Selected passage »
On a sunny afternoon in Shiro Meda just before Easter, people are going back and forth between the shops that line both sides of the main street, looking through the many styles of traditional dresses and accessories on offer.

Aynalem Dagne, 29, was leaving Shiro Meda, after buying dresses for herself and her one-year-old daughter. She came to Shiro Meda, which is commonly known as the paradise of cultural clothes, almost a week before the holiday to avoid the crush that usually happens around the holidays.

Aynalem, a housewife, spent 1,800 Br on similarly designed traditional dresses for herself and her daughter. She also bought new dresses almost a year ago, she bought dresses for both of them for her daughter’s baptism (Kiristina) celebration. But her daughter quickly outgrew the dress.

“Not only was the dress not her size, but there are so many other designs on the market,” said Aynalem. “It pushed me to buy something new for me and her.”

The variety of designs at Shiro Meda which attracted Aynalem are on full and colourful display in the areas many shops. Both new and older designs hang on displays ready for the holiday.

Data section »
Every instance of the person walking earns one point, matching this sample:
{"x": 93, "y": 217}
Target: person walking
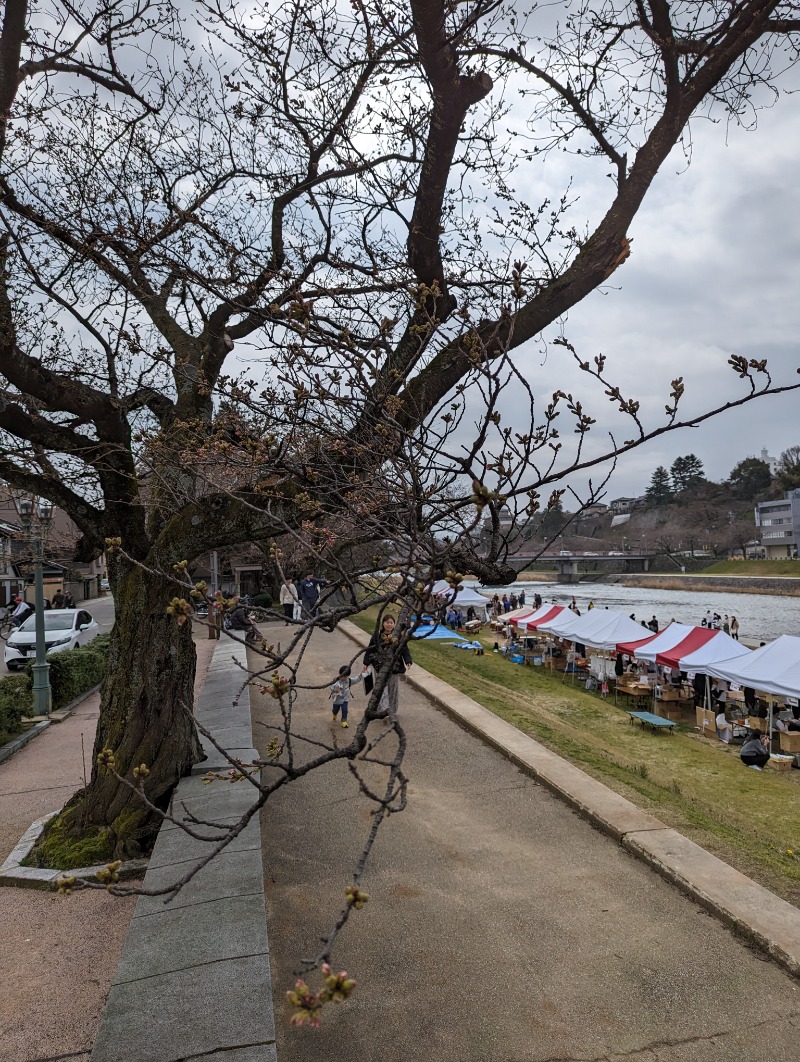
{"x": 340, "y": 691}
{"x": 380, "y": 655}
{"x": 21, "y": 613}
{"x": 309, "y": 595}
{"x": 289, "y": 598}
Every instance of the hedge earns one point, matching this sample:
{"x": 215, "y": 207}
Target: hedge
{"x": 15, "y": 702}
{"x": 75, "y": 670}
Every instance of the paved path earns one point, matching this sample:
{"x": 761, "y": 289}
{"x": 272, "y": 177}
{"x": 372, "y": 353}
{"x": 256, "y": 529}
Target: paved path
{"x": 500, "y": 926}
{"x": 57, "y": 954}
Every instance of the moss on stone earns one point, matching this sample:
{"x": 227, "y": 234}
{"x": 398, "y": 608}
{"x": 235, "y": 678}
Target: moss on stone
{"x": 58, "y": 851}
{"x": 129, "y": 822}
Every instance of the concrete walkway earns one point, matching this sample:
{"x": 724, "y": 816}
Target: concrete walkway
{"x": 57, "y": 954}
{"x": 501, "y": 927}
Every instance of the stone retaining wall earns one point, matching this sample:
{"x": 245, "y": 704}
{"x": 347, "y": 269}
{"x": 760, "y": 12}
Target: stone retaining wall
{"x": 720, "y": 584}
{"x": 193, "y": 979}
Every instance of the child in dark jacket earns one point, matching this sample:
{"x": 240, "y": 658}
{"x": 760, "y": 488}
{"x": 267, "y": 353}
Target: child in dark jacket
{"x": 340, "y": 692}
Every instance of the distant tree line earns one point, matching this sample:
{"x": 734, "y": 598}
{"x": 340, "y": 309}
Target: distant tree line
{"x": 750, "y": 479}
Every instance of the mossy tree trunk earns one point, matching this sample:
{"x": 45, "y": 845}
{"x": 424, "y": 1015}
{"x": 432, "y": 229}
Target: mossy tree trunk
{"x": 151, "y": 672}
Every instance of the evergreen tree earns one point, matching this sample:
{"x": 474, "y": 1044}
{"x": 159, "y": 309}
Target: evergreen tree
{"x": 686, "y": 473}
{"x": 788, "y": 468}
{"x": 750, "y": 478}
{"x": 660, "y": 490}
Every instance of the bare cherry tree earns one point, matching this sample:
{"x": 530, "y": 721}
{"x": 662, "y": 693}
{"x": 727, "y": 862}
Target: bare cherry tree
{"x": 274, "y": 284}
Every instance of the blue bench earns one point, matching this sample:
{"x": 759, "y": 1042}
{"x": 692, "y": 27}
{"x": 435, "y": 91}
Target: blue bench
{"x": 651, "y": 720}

Instructions to follow »
Answer these from the Shiro Meda passage:
1. By what name is Shiro Meda commonly known?
2. How old is Aynalem's daughter?
3. How much did Aynalem spend on the dresses for herself and her daughter?

Solution to the problem »
1. The paradise of cultural clothes.
2. One year old.
3. 1,800 Br.